» **Complete the following**:
1: Reproduce the GigaSpaces tuning notes from "GSM provisioningPoolMaxThreads tuning" up to and including "concurrent fast activity.".
2: In the GigaSpaces tuning notes, which replication mode does GigaSpaces 6.5 use by default?
3: Write the next part of the GigaSpaces tuning notes, starting after their last sentence.
::: Source passage :::
GSM provisioningPoolMaxThreads tuning - \GigaSpacesXAP\config\services\services.config

Increase the provisioningPoolMaxThreads to allow more services (spaces) to deployed in the same time:
org.jini.rio.monitor {
provisioningPoolMaxThreads = 32;
}

Replication mode Tuning
GigaSpaces 6.5 using by default Sync replication mode that is optimized for concurrent fast activity.
sync-rec-ack replication mode is optimized for small amount of concurrent clients with slow activity rate.
You might want to use sync-rec-ack mode to speed up your replication speed.

LRMI tuning
6.5 includes the ability to configure the amount of NIO selectors - This is relevant with multi core machines.
com.gs.transport_protocol.lrmi.selector.threads=8

Client liveliness
The following is relevant in cases with lots of client or lots of spaces. It will avoid the heart bit and chatting going on between the client and spaces to identify failed space. Channing the above will result in some cases some delay with failover.
-Dcom.gs.cluster.livenessMonitorFrequency=Long.MAX_VALUE
-Dcom.gs.cluster.livenessDetectorFrequency=Long.MAX_VALUE

Fail-Over and active election parameters
Tuning Jini TaskManager - com.sun.jini.thread.TaskManager(80, 15000, 2.0F, "Reggie Comm Task", 10)

-Dcom.gs.transport_protocol.lrmi.connect_timeout=3s
-Dcom.gs.transport_protocol.lrmi.request_timeout=3s
-Dcom.gs.jini.config.maxLeaseDuration=1000
-Dcom.gs.jini.config.roundTripTime=1000
-Dcom.gs.failover.standby-wait-time=1000

Cluster schema:
<prop key="cluster-config.groups.group.fail-over-policy.active-election.yield-time">1000</prop>
<prop key="cluster-config.groups.group.fail-over-policy.active-election.fault-detector.invocation-delay">1000</prop>
<prop key="cluster-config.groups.group.fail-over-policy.active-election.fault-detector.retry-count">1</prop>
<prop key="cluster-config.groups.group.fail-over-policy.active-election.fault-detector.retry-timeout">1000</prop>

Space lookup lease tuning - D:\GigaSpacesXAP6\config\services\advanced-space.config
net.jini.lease.LeaseRenewalManager {
taskManager = new com.sun.jini.thread.TaskManager(11, 15000, 1.0F, "Space LeaseRenewalManager Task", 10);
//Default value for net.jini.lease.LeaseRenewalManager.roundTripTime
roundTripTime=1000;

net.jini.lookup.JoinManager {
taskManager = new com.sun.jini.thread.TaskManager(15, 30000, 1.0F, "Space JoinManager Task", 10);
//Default value for net.jini.lookup.JoinManager.maxLeaseDuration
maxLeaseDuration=2000;
}

OS Networking Tuning
By default the out of the box network settings are not tuned for applications using network connections with mid/large packets.
::: Provided information :::
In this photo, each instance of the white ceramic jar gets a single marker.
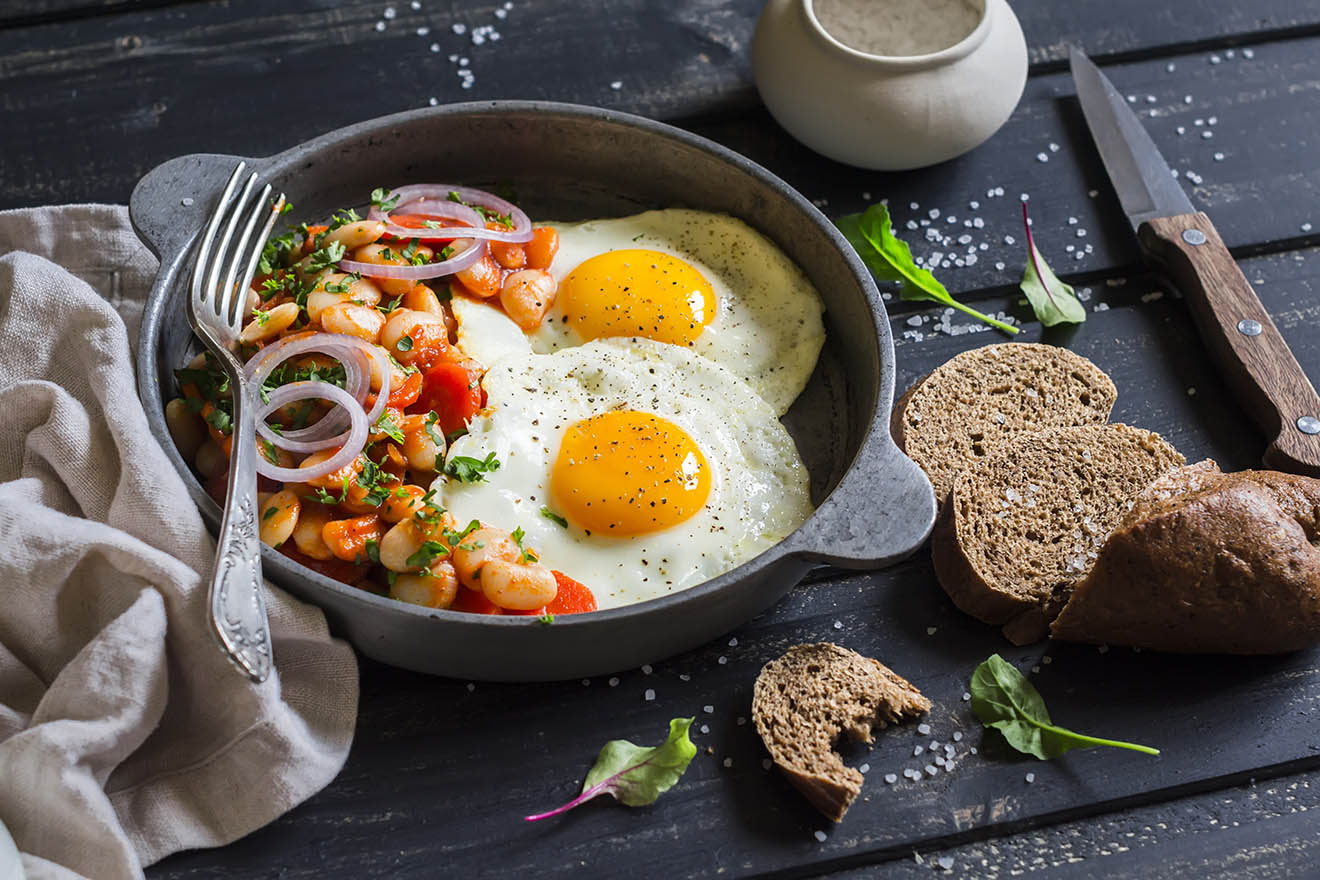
(887, 112)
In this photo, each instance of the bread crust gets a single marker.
(804, 701)
(1207, 562)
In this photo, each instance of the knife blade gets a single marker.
(1240, 335)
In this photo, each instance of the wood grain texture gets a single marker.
(441, 773)
(100, 102)
(1261, 370)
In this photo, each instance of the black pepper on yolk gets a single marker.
(628, 472)
(638, 293)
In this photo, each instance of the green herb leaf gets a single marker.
(1052, 300)
(890, 259)
(384, 199)
(391, 429)
(635, 775)
(325, 257)
(427, 553)
(1006, 701)
(470, 470)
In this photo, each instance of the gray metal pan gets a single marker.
(565, 161)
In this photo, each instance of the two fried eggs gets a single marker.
(638, 428)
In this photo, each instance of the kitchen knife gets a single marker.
(1240, 334)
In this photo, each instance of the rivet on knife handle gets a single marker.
(1246, 346)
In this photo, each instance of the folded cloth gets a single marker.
(124, 731)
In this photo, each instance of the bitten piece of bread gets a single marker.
(811, 695)
(1207, 562)
(973, 403)
(1026, 523)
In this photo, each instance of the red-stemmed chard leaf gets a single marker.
(635, 775)
(1052, 300)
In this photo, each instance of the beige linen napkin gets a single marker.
(124, 732)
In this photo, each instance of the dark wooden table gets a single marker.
(94, 93)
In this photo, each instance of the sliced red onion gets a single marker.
(469, 220)
(453, 264)
(350, 351)
(428, 198)
(353, 443)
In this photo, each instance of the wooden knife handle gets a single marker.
(1249, 350)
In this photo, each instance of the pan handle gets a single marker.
(881, 511)
(173, 201)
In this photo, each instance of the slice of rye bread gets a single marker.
(1207, 562)
(978, 399)
(808, 698)
(1026, 523)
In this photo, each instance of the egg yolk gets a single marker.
(638, 293)
(628, 472)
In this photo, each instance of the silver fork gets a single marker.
(215, 310)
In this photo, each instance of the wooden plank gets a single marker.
(1121, 29)
(441, 771)
(1259, 829)
(244, 77)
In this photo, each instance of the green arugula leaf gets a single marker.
(890, 259)
(470, 470)
(1006, 701)
(635, 775)
(1052, 300)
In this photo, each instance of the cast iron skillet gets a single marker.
(570, 162)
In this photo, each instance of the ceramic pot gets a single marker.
(887, 112)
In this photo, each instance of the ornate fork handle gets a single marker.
(236, 594)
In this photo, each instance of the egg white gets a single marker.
(758, 484)
(767, 327)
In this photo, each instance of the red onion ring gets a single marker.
(453, 264)
(351, 447)
(354, 354)
(428, 198)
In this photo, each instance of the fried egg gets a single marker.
(704, 281)
(634, 466)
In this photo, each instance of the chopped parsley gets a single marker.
(390, 428)
(427, 553)
(470, 470)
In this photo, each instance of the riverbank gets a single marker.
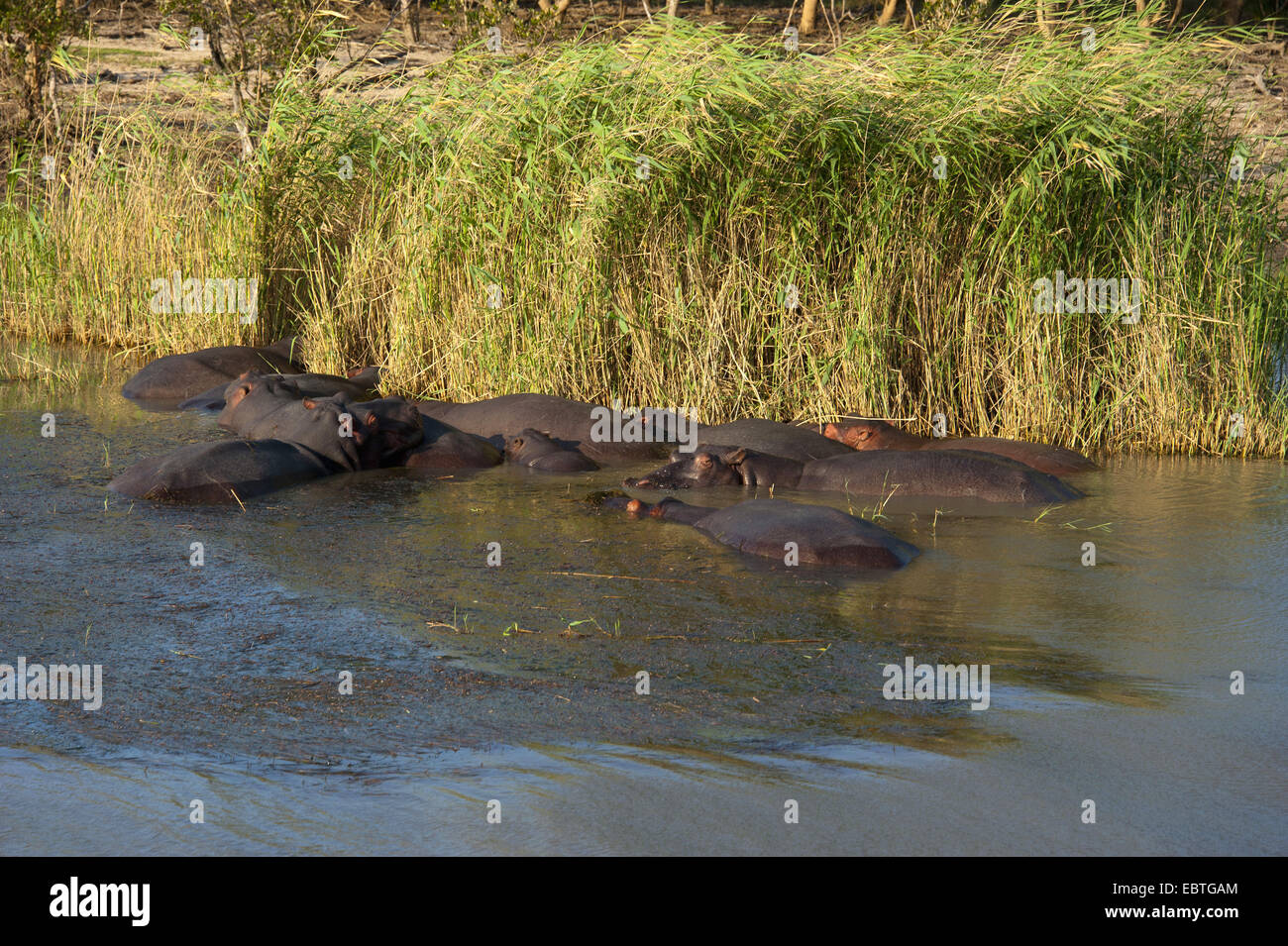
(690, 216)
(222, 683)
:::
» **Written answers**:
1:
GSM provisioningPoolMaxThreads tuning - \GigaSpacesXAP\config\services\services.config

Increase the provisioningPoolMaxThreads to allow more services (spaces) to deployed in the same time:
org.jini.rio.monitor {
provisioningPoolMaxThreads = 32;
}

Replication mode Tuning
GigaSpaces 6.5 using by default Sync replication mode that is optimized for concurrent fast activity.

2: Sync replication mode.

3:
See below list of parameters that should be tuned and recommended values for replication over the WAN. For LAN based environments different settings should be used.
The parameters should be set in /etc/sysctl.conf (root permissions required; default parameters set during OS installation should be preserved):

net.ipv4.tcp_no_metrics_save = 1
net.core.optmem_max=10000000
net.core.rmem_default=131072
net.core.rmem_max=1048576
net.core.wmem_default=131072
net.core.wmem_max=1048576
net.ipv4.tcp_max_tw_buckets=200000
net.ipv4.tcp_mem=131072 131072 10000000
net.ipv4.tcp_rmem=131072 131072 10000000
net.ipv4.tcp_wmem=131072 131072 10000000

net.ipv4.tcp_max_syn_backlog=50000
net.core.somaxconn=300000
net.core.netdev_max_backlog=300000
net.ipv4.tcp_reordering=20

net.ipv4.tcp_timestamps=1
net.ipv4.tcp_window_scaling=1

The machine should be rebooted to allow the settings to take affect.

To enable large TCP windows over 64KB tcp_window_scaling should be set to 1 on both TCP communication peers.
Sometimes routers in between may decrease TCP window size below 64KB when tcp window scaling is enabled resulting performance decrease.
In such cases tcp_window_scaling should be set to 0, which will retain TCP window size equal to 64KB.

To enable at runtime - kernel parameters with updated values written in /etc/sysctl.conf:
/sbin/sysctl -p (reboot is preferable, there are confirmed cases when the settings, in fact, were enabled just after reboot)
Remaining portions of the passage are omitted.